* BEGIN GIVEN PASSAGE *

Tackling Tajikistan’s cluster bombs
By Natalia Antelava
BBC News, Rashd Valley, Tajikistan
High above the mulberry orchards and rolling hills of the Rashd Valley, and just beneath the soaring snow-covered peaks, lies the village of Chor Charokh.
Donkeys wander amid the mud huts, and women in traditional colourful headscarves shy away from visitors.
A group of small children, happily oblivious to the poverty that surrounds them, scream and laugh as they chase a dog along a stream.
None of these children were born when the government and the opposition fought for control of these mountains.
Yet, in a way, for these children the war is still on, a decade after the ceasefire.
Diligently, with his hands folded on his knees, 10-year-old Samir told us his story.
Two years ago, Samir went to cut wood in the forest and found a shiny metal ball. He had no idea, he said, that it was a cluster bomblet.

* END GIVEN PASSAGE *
* BEGIN DATA ROWS *

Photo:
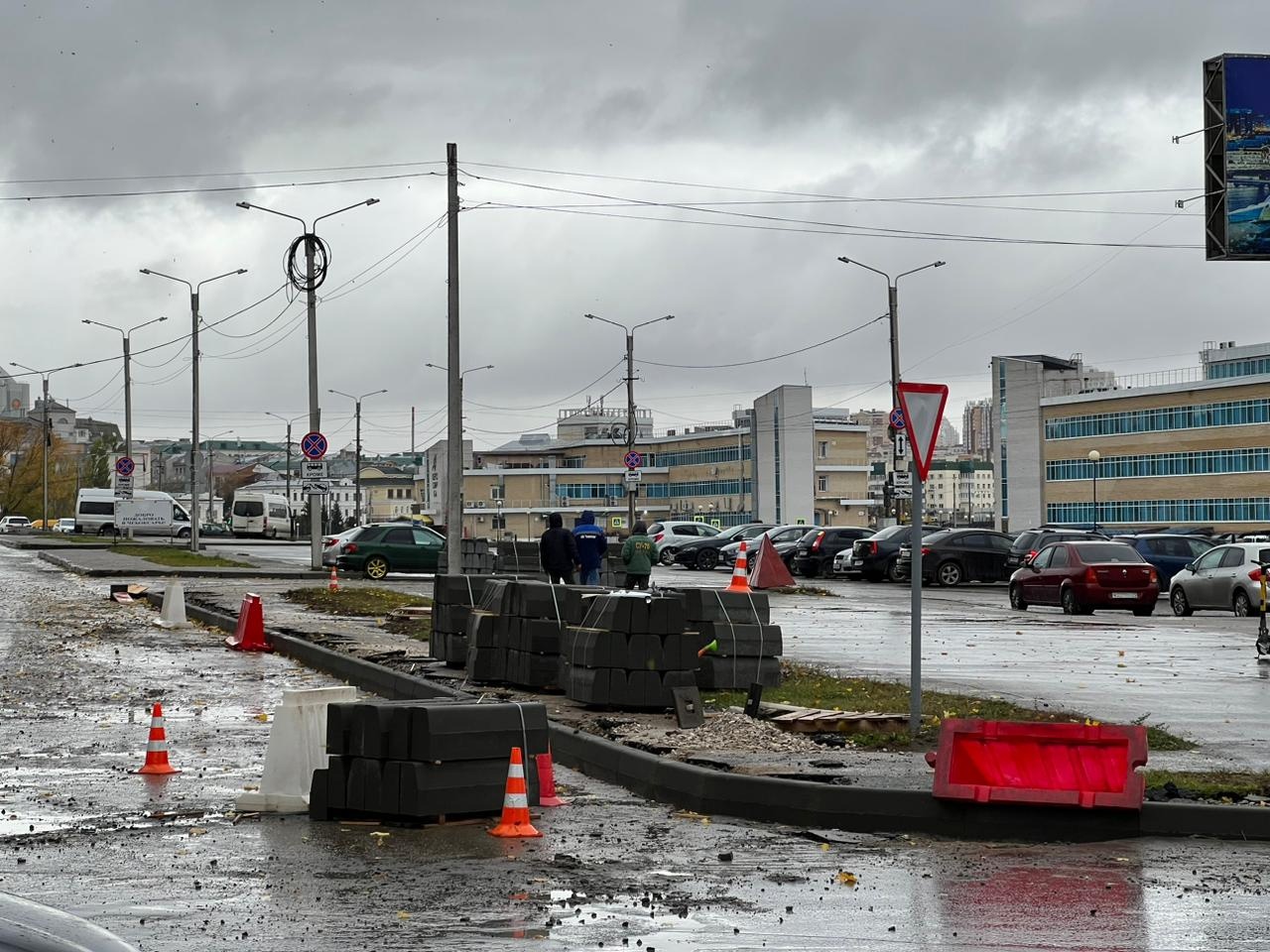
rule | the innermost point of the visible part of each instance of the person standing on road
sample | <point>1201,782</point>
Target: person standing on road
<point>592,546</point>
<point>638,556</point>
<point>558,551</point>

* END DATA ROWS *

■ OBJECTIVES
a – In the article on Tajikistan's cluster bombs, what was Samir doing when he found the bomblet?
b – Carry on the article about Tajikistan's cluster bombs, starting after its final sentence.

■ ANSWERS TO THE PROBLEMS
a – He had gone to cut wood in the forest.

b –
Samir only survived because he threw it a long way, but the blast shattered his knee and left him half blind.
Hundreds of others have not been so lucky.
Ten years since they were dropped, unexploded cluster munitions are still killing people here.
According to the UN, that makes Tajikistan a perfect example of why the weapon should be banned.
Lack of funds
International efforts to ban cluster bombs gained new force after last year’s war between Israel and Hezbollah, when Israel dropped an estimated four million cluster bombs on southern Lebanon.
Cluster bombs are believed to be stockpiled by at least 75 countries around the world, including the US and Britain.
When dropped they disperse into hundreds of smaller bomblets, or sub-munitions – and that is what, according to the UN, makes them more dangerous and vicious than landmines.
“The worst thing is that you simply don’t know where they are,” said Andy Smith, who works for the United Nations Development Programme (UNDP) and advises the Tajik government on mine clearance.
“At least with the landmines you can predict where they have been laid. But cluster sub-munitions spread over vast territories, and they continue to move around,” he said.
“They can be shifted by snow, or roll down the hills, and unlike landmines they don’t rust away but stay armed for decades.”
The UNDP is among several international organisations that are trying to help Tajikistan rid itself of mines and cluster munitions.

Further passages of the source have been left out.